Source document ▸

Average measuring multimeters more precise than TrueRMS counterparts?

[nightfire]

Just browsed through some Fluke manuals, and stumbled upon the 27II/28II series of multimeters, that, to my understanding are basically 83V/87V in a modified housing and some additional certifications (like mining sites).
The 27 II is average-measuring AC like the Fluke 77 IV, and in the manual https://dam-assets.fluke.com/s3fs-public/2x_2____umger0100.pdf  on page 16 it is stated, that with TrueRMS multimeters it is normal, that when shorting the test leads in ACV mode, some remaining values might be displayed.
Also I noted that the ACV accuracy of the 27II is noted with 0.5% + 3 digits, the 28 II is noted with 0.7% + 4 digits for frequencies around 50 Hz.

Question here: Are those Average-measuring meters more precise due to the fact they do not have to deal with the whole TrueRMS stuff, or the compensation techniques to get rid of induction energy via the test leads?
Might this be a reason why a company like Fluke also provides such meters to the customers (aside from the rumors that the military is a driving force or buyer for the 77 IV)?

[alm]

Just browsed through some Fluke manuals, and stumbled upon the 27II/28II series of multimeters, that, to my understanding are basically 83V/87V in a modified housing and some additional certifications (like mining sites).
The 27 II is average-measuring AC like the Fluke 77 IV, and in the manual https://dam-assets.fluke.com/s3fs-public/2x_2____umger0100.pdf  on page 16 it is stated, that with TrueRMS multimeters it is normal, that when shorting the test leads in ACV mode, some remaining values might be displayed.
Also I noted that the ACV accuracy of the 27II is noted with 0.5% + 3 digits, the 28 II is noted with 0.7% + 4 digits for frequencies around 50 Hz.

The manual will probably also say that this offset does not affect accuracy above 5% of full scale or something like that. And the specifications will say the AC accuracy is only guaranteed from X% to 100% of full scale. True RMS meters don't perform well at the very bottom end of the scale.

Question here: Are those Average-measuring meters more precise due to the fact they do not have to deal with the whole TrueRMS stuff, or the compensation techniques to get rid of induction energy via the test leads?
Might this be a reason why a company like Fluke also provides such meters to the customers (aside from the rumors that the military is a driving force or buyer for the 77 IV)?

Average responding and True-RMS meters can both be made accurate. The reason Fluke is still selling average-responding meters is that these meters give different readings for non-sinusoidal signals, and some procedures will have been written with this in mind. If there's an F-16 manual saying "measure the signal between pins 1 and 16 on connector A with an average-responding meter and ensure it's between 1.1 V and 1.2 V", then the cheapest thing to do is buy an average-responding meter.

The accuracy of an average-responding meter is of somewhat limited value unless you can ensure the signal is sinusoidal with low distortion. Otherwise the crest factor will likely swamp any uncertainty of the meter.

[MadTux]

Perhaps not use an "electrician DMM" when you actually care about ppm RMS???

0.5% is plenty enough for any electrical work, for precicion electronics I'd rather get something like a 12bit DSO, where I can measure RMS signal a a waveform and do the math afterwards....

Data supplied ▸
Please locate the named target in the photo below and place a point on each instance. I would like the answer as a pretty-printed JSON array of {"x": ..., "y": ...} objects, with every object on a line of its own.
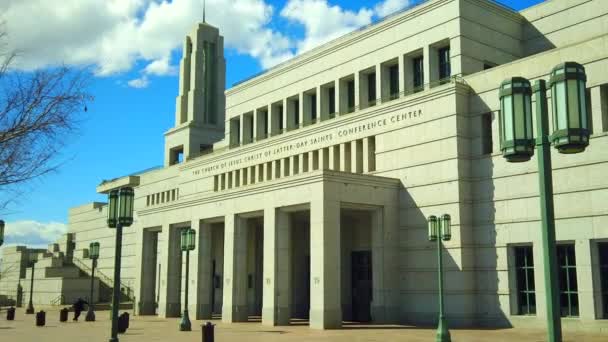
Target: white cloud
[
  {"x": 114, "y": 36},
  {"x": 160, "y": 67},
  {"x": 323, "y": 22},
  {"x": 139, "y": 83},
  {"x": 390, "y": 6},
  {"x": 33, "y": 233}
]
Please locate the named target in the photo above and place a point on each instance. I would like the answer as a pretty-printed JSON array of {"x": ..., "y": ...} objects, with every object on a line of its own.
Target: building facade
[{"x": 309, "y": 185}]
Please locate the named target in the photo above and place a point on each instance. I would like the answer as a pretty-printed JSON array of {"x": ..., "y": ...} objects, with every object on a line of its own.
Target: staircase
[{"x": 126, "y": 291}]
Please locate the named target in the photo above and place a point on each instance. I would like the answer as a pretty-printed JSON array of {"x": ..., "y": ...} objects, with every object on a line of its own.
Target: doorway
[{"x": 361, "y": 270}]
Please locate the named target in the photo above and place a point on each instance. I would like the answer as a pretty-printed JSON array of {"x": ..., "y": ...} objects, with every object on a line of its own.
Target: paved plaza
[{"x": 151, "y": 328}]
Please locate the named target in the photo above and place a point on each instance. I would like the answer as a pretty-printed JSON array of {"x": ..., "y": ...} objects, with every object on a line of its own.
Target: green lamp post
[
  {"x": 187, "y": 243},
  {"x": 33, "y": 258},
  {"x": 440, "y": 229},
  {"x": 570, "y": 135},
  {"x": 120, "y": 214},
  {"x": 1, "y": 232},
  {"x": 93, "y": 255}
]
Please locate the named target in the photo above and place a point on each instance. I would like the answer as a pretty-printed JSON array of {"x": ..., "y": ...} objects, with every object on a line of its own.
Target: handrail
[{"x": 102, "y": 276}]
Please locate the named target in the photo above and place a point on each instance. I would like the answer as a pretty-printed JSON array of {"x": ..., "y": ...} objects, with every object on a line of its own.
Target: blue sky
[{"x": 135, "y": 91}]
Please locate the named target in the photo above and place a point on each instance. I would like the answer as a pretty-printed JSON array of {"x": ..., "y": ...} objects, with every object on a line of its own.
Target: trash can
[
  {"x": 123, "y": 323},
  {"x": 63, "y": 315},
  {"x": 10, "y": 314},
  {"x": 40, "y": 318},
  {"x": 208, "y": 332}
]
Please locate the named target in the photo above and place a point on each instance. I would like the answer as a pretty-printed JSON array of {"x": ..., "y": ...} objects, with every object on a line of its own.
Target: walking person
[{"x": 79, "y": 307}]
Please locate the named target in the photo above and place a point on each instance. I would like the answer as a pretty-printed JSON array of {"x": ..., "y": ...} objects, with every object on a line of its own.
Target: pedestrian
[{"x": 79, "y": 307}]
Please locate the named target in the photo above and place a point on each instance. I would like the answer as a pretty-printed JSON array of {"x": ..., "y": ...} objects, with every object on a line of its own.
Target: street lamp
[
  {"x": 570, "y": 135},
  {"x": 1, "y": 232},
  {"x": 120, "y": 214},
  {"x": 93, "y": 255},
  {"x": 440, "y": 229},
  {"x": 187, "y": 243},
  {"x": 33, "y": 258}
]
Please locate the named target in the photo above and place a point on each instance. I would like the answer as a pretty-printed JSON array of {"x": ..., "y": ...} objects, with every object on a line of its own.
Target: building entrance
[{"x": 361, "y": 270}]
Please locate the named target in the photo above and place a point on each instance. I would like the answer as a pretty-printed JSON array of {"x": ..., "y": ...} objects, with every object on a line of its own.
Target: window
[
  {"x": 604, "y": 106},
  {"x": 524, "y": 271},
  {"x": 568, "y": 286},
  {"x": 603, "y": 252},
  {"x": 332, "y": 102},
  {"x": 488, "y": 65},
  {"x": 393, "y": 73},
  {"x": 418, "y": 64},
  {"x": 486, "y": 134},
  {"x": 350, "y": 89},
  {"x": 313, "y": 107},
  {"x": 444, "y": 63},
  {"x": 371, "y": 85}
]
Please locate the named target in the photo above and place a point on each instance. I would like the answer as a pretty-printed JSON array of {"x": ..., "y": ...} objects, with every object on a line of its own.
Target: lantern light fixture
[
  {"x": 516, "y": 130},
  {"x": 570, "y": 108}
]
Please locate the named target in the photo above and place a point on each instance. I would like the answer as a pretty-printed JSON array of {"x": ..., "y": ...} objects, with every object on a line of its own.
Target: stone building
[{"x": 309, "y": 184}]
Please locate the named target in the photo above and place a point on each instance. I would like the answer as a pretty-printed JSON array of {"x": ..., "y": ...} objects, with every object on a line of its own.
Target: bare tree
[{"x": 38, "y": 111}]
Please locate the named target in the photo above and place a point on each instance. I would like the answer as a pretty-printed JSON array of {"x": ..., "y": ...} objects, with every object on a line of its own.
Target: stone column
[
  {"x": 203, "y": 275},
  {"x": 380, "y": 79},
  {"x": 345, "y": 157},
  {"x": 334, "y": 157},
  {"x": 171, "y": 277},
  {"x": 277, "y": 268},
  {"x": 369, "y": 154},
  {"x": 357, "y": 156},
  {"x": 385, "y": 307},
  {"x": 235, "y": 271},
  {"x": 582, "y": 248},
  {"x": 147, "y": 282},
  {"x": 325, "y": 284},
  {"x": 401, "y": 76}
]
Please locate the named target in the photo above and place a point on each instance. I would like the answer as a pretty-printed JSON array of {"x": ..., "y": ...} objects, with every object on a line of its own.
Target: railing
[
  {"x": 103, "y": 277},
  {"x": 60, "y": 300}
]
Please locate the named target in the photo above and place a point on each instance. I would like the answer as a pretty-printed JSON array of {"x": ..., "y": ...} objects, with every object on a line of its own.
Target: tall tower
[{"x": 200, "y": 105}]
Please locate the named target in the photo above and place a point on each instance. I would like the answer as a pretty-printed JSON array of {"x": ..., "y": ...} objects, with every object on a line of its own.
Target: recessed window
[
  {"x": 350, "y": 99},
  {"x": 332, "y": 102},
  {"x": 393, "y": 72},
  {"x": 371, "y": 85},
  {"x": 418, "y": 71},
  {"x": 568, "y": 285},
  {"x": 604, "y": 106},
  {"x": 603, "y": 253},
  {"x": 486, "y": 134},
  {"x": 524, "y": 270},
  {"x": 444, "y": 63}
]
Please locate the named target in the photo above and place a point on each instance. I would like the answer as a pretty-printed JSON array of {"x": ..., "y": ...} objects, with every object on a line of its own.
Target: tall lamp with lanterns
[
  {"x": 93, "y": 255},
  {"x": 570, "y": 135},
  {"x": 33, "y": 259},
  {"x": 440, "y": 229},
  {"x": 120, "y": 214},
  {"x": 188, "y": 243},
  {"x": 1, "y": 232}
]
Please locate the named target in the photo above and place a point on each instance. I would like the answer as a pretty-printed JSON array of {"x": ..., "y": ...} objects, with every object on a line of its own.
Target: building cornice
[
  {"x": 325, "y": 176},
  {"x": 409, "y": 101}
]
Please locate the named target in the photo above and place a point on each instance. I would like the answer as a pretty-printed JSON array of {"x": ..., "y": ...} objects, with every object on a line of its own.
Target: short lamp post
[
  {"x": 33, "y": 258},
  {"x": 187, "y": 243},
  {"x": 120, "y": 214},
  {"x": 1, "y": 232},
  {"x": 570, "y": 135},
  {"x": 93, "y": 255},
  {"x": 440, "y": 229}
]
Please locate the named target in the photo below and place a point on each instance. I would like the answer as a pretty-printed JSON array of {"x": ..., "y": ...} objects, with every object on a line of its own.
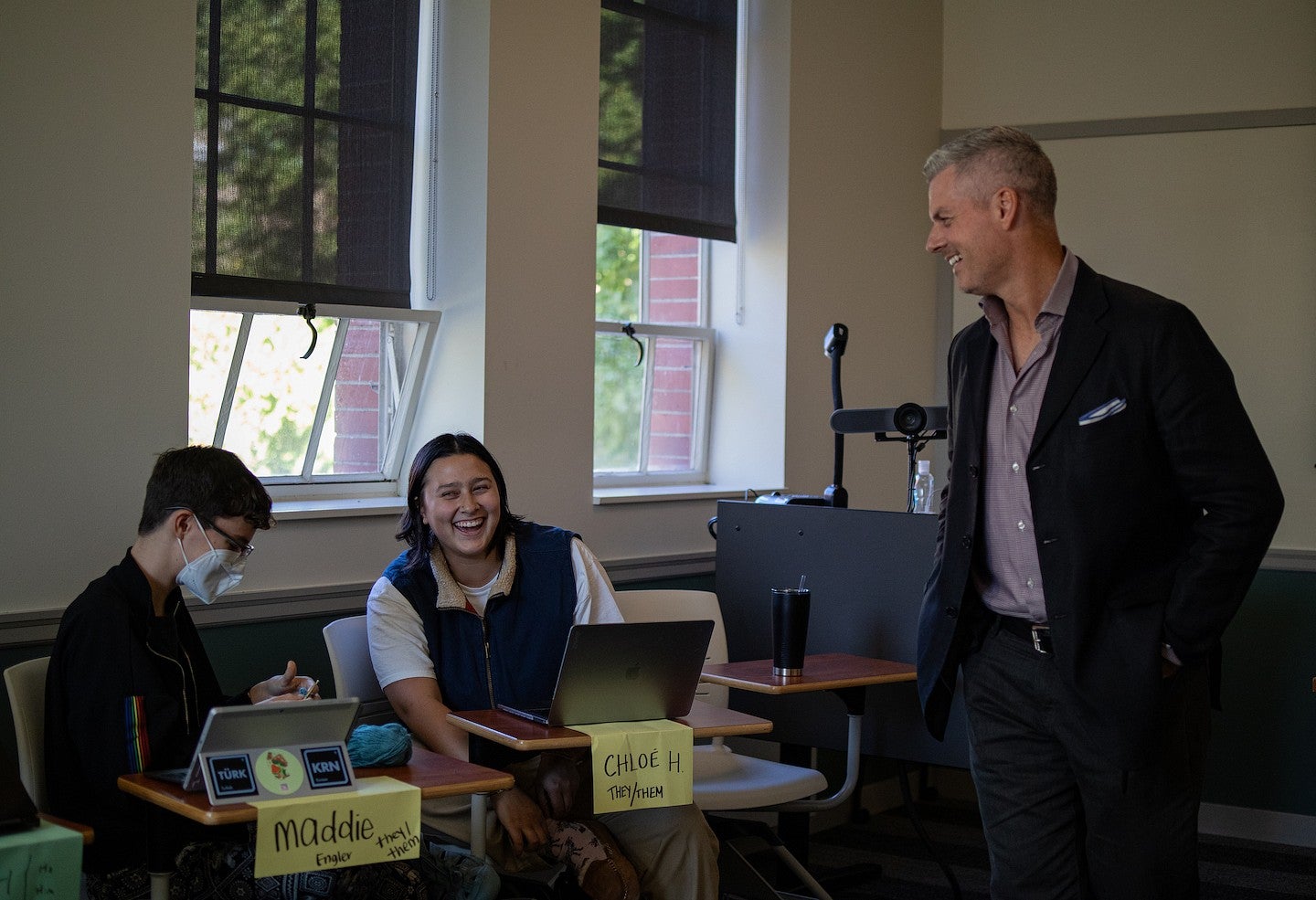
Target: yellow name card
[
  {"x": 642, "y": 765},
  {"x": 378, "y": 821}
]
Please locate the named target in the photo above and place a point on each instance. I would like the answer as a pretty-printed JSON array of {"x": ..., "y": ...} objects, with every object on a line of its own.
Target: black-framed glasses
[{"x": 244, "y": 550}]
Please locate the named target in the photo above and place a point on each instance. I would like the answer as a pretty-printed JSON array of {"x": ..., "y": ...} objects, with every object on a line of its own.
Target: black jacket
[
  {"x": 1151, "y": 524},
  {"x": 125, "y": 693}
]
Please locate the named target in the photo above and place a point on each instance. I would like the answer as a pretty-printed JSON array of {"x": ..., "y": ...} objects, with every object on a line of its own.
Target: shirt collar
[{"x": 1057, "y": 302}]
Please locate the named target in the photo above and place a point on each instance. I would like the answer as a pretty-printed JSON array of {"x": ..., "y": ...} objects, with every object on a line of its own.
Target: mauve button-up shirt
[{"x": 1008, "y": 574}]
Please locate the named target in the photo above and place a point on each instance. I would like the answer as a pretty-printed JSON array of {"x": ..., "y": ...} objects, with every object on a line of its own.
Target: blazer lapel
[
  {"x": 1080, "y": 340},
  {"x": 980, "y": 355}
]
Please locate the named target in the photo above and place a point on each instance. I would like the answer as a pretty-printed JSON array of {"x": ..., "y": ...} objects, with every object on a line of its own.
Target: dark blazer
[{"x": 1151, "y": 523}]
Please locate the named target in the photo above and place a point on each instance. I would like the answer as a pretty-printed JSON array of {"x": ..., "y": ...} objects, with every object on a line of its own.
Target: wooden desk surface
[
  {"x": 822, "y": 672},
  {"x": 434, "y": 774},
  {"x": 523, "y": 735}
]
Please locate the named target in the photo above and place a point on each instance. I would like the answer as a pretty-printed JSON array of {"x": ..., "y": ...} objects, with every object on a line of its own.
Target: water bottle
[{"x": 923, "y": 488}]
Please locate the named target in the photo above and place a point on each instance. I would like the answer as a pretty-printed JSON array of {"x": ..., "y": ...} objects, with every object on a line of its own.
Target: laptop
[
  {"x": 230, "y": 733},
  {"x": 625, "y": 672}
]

Stated exercise ▸
Continue the forum thread on average-responding versus True RMS multimeters, picking up after its final post.

Result of the task ▸
[bdunham7]

Question here: Are those Average-measuring meters more precise due to the fact they do not have to deal with the whole TrueRMS stuff

One major difference between an analog TRMS converter like the AD737 and a typical averaging converter is the internal dynamic range.  The TRMS converter's first operation is to square the input, then it integrates and then there is a logarithmic amp.  The dynamic range of that middle part will be higher than the range of signals at the input.  The TRMS converter may be quite limited by noise and offset at the low end and by crest factor at the top end.  So if you put a similar amount of effort into an averaging converter as you do a TRMS version, you'll probably get better results, especially at the low end of the scale.  The Fluke models you mentioned actually use the same AD737 for the averaging and TRMS models as the chip has both modes.  I don't know if using it in the averaging mode solves the dynamic range issue and I suspect it doesn't.

If you move away from the analog TRMS systems to something like a sampling system (like Keysight's 'TrueVolt' ) this distinction may all but disappear.

[HKJ]

Mains voltage is not a perfect sinus anymore, i.e. a average meter will not show correct voltage, but a true rms may.

[Fungus]

Mains voltage is not a perfect sinus anymore, i.e. a average meter will not show correct voltage, but a true rms may.

Mains voltage can easily vary by a few volts over a single day so why does it matter?

[HKJ]

Mains voltage is not a perfect sinus anymore, i.e. a average meter will not show correct voltage, but a true rms may.

Mains voltage can easily vary by a few volts over a single day so why does it matter?

Seen from that point of view it do not matter, but if you want to measure it precisely it is a argument for true rms, even if the mean has slightly better specifications.

[Kleinstein]

Average responding and true RMS AC to DC conversion give a different result, like looking at the empty and max. weight of a car. There is not that much sense in comparing the precision as they are different.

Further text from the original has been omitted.